# Grand Valley Brewing Co shard Mich



## druggistnut (Jan 7, 2013)

Nic came up with this shard on Saturday, which was previously unknown to me.
 You can read the top half of MICH in the slug plate.
 I asked around and it turns out to be from Ionia. A tough blob to find.
 Now go get a whole one, Nic...
 Bill


----------



## UncleBruce (Jan 7, 2013)

Thanks for sharing.

Click here to see a couple of Grand Valley beers.


----------



## epackage (Jan 7, 2013)

Bill do you know for sure that there is a blob?


----------



## hemihampton (Jan 7, 2013)

I'm familiar with this Brewery & have been thru a few different bottles from them. Here's a Pic of 2 1930's paper label bottles I got from them & I'm pretty sure I had a few different Friars Ale & Beer bottles from them in the past. LEON.


----------



## druggistnut (Jan 7, 2013)

> Bill do you know for sure that there is a blob?


 
 Jim,
 I have never seen one but I called the Michigan beer guru, Don Simons and he told me that he does have one. Michigan Breweries 2 (the book) shows them starting up in 1907, so yes, the time frame fits.
 Why do you ask?
 Bill


----------



## hunting262 (Jan 7, 2013)

WoW that's a nice Michigan beer bottle I don't have yet!!!


----------



## epackage (Jan 7, 2013)

> ORIGINAL:  druggistnut
> 
> 
> 
> ...


 I saw the two ambers that Bruce has on his site are crown tops with very similar embossing on one of them so I was just curious.


----------



## druggistnut (Jan 8, 2013)

> I saw the two ambers that Bruce has on his site are crown tops with very similar embossing on one of them so I was just curious.


 
 Right. The good thing about this shard is that it's in a slugplate. Neither one in Bruce's album is a slug. I'd like to get the pint blob, if I ever see one. Don's bottle is a quart.


----------



## epackage (Jan 8, 2013)

> ORIGINAL:  druggistnut
> 
> 
> 
> ...


 Ah ha....Never thought about that.....brain fart


----------



## UncleBruce (Jan 8, 2013)

> Neither one in Bruce's album is a slug.


 
 That is incorrect.  They are both listed as plate molds.


----------



## tftfan (Jan 8, 2013)

Good luck guys ! Hope you get more than one. []


----------



## druggistnut (Jan 8, 2013)

ROWS:
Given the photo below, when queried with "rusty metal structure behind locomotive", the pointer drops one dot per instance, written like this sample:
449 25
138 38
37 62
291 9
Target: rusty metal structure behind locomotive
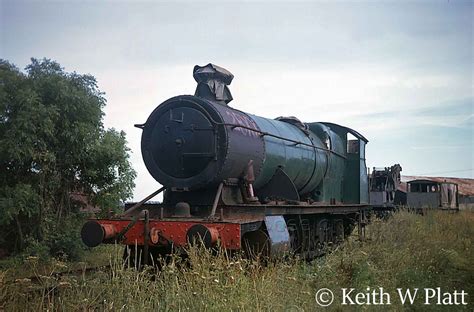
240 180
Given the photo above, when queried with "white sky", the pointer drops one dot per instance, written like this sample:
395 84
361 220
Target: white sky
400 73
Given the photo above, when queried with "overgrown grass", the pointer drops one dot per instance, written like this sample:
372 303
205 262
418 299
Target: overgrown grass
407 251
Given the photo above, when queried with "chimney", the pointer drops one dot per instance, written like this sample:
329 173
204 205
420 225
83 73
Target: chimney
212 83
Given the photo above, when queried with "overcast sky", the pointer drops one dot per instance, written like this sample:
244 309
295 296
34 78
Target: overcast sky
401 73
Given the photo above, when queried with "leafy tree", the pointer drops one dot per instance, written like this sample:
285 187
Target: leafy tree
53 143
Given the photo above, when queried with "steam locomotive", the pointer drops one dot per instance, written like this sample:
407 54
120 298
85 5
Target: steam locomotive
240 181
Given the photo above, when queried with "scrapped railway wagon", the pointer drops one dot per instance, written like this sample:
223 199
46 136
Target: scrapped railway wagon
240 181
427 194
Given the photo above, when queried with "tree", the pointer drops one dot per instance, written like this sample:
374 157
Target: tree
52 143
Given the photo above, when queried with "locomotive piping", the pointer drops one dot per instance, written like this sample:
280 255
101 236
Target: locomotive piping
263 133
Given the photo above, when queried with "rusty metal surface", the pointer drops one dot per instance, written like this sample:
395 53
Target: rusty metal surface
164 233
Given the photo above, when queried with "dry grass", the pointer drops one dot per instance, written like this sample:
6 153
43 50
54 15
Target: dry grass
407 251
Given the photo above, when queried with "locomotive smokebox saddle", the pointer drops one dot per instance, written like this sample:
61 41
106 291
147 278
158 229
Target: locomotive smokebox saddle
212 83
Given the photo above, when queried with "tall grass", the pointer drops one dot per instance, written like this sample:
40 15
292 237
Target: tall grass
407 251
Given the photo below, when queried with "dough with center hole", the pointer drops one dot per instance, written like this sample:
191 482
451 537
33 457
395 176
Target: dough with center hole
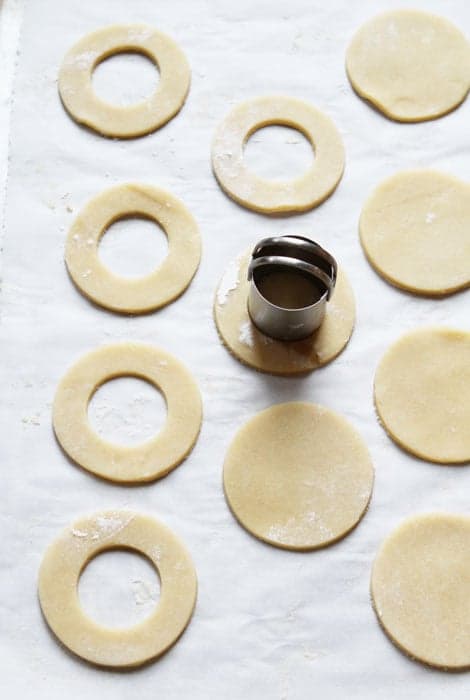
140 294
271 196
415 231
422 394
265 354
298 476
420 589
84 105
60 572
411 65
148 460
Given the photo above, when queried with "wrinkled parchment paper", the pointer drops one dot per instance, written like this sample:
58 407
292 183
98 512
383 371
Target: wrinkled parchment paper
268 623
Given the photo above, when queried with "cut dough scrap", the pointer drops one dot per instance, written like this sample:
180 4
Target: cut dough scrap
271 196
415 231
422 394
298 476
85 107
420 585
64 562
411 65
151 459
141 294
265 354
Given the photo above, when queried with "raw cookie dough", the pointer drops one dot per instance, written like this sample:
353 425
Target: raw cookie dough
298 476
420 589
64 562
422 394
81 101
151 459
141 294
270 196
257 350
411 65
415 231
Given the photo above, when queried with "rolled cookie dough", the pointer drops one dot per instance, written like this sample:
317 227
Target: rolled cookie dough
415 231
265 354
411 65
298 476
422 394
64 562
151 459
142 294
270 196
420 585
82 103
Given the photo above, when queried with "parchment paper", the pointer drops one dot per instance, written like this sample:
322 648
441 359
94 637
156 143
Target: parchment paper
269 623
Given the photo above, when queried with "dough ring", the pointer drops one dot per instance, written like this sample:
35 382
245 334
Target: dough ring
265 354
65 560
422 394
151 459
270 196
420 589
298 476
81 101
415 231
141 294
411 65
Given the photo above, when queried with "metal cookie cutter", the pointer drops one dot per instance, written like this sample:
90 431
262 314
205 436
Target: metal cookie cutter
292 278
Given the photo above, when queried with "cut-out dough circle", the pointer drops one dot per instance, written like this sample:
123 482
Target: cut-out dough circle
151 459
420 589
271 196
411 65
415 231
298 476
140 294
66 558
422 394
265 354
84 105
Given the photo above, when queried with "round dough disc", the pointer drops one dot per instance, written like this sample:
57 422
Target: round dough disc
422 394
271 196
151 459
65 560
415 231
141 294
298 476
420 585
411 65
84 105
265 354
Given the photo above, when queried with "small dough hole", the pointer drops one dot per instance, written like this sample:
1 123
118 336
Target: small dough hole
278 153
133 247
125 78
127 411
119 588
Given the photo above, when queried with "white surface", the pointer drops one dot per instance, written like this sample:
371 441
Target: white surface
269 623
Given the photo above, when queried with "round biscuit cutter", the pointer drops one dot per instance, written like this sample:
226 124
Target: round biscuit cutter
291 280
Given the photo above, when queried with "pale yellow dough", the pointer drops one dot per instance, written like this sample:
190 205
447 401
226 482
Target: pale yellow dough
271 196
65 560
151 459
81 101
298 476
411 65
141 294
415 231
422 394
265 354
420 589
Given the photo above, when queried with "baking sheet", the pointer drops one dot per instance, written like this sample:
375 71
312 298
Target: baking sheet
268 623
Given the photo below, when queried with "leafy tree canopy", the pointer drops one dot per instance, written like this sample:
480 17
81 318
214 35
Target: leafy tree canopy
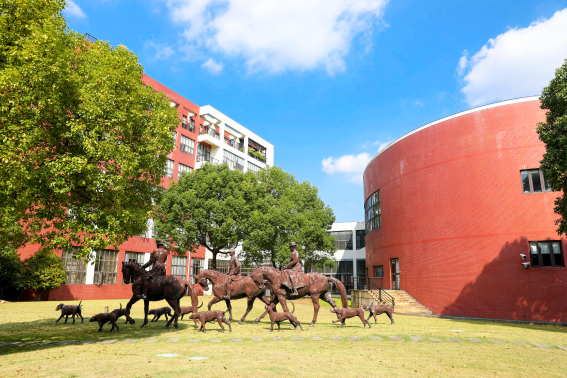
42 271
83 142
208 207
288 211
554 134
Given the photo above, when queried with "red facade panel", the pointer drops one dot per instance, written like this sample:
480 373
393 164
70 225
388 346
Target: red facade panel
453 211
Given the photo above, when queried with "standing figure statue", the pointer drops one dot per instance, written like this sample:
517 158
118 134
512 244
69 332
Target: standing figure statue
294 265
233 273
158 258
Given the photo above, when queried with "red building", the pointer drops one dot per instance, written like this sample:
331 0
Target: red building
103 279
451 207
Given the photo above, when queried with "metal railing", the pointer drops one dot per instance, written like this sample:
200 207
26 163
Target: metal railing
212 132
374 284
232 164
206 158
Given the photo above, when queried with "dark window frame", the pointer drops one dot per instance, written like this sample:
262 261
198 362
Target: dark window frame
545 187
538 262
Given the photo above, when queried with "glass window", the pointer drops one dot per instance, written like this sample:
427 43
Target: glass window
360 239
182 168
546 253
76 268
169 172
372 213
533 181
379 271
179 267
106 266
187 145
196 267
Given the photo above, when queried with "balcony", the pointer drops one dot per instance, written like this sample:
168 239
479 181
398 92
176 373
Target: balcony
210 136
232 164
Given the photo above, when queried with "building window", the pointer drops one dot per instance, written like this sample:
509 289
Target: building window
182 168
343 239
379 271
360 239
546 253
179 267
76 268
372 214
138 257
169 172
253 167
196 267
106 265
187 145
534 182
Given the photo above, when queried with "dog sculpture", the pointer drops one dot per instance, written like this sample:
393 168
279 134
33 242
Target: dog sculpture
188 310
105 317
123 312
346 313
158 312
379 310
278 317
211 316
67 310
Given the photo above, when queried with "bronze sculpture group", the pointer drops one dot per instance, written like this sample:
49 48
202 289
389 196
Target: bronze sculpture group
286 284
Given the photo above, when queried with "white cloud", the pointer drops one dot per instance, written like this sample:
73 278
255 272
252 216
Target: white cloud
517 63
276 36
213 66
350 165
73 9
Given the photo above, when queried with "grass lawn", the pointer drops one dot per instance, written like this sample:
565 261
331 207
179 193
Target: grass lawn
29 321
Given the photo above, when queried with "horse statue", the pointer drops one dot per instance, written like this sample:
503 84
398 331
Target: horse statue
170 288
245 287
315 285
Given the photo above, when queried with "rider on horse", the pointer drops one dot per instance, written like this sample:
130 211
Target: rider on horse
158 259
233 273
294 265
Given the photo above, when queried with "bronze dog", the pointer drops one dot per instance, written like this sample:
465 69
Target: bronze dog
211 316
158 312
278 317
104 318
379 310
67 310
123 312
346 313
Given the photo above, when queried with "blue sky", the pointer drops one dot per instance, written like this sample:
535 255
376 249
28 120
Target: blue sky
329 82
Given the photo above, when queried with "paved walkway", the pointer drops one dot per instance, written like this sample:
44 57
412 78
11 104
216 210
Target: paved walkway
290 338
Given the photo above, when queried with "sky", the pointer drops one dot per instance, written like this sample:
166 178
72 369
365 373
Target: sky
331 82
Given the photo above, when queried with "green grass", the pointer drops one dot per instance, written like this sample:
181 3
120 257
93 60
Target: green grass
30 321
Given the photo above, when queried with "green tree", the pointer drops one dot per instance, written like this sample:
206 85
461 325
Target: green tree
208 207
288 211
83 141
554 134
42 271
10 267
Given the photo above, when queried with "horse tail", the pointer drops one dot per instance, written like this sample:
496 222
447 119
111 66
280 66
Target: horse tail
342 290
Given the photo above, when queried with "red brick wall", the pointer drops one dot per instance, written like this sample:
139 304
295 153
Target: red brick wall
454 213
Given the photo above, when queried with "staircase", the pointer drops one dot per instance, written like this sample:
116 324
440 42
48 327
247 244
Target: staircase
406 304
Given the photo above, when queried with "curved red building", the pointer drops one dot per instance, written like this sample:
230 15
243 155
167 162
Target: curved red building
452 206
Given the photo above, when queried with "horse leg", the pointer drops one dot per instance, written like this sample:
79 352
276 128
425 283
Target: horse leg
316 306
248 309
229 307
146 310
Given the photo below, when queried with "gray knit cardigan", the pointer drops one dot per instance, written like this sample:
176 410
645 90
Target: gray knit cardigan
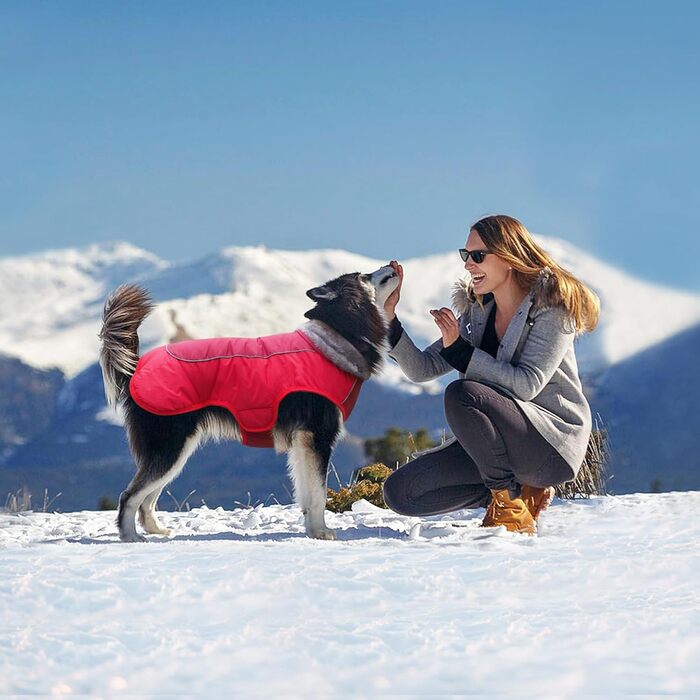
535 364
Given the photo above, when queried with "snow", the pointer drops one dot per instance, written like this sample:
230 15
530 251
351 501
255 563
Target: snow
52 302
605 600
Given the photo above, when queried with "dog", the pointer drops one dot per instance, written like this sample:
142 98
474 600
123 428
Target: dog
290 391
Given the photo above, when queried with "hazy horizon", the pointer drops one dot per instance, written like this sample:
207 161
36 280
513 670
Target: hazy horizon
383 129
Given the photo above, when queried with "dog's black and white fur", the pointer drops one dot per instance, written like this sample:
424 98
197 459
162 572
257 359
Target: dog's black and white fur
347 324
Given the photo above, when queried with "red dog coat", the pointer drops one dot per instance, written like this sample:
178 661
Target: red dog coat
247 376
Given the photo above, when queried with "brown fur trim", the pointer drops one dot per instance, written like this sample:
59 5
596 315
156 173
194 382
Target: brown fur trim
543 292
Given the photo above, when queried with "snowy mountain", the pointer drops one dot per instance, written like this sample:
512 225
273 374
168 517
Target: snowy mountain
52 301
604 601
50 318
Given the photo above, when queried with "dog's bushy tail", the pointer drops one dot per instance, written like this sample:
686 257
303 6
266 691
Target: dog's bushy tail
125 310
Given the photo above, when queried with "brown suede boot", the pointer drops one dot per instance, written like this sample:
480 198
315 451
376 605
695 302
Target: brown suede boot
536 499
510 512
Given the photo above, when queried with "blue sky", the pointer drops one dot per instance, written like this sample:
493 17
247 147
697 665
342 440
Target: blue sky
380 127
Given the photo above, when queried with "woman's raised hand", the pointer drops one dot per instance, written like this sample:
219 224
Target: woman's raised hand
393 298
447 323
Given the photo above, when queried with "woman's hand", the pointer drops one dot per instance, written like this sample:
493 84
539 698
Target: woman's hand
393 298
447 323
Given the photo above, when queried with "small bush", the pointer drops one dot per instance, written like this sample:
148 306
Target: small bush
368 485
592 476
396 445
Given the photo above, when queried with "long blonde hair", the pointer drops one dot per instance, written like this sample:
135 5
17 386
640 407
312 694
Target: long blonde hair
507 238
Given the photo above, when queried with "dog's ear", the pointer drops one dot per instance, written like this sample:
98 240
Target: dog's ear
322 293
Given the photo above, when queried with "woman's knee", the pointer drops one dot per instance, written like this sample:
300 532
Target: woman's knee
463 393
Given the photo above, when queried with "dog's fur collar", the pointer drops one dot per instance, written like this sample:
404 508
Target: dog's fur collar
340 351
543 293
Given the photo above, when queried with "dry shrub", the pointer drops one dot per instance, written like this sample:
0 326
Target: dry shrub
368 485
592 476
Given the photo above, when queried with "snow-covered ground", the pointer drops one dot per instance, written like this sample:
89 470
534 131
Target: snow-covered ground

EXERCISE REQUIREMENTS: Rewrite the forum thread about the Grand Valley Brewing shard, starting at "Nic came up" and ending at "blob to find.", and swap "blob" for "bottle".

FINAL RESULT:
Nic came up with this shard on Saturday, which was previously unknown to me.
 You can read the top half of MICH in the slug plate.
 I asked around and it turns out to be from Ionia. A tough bottle to find.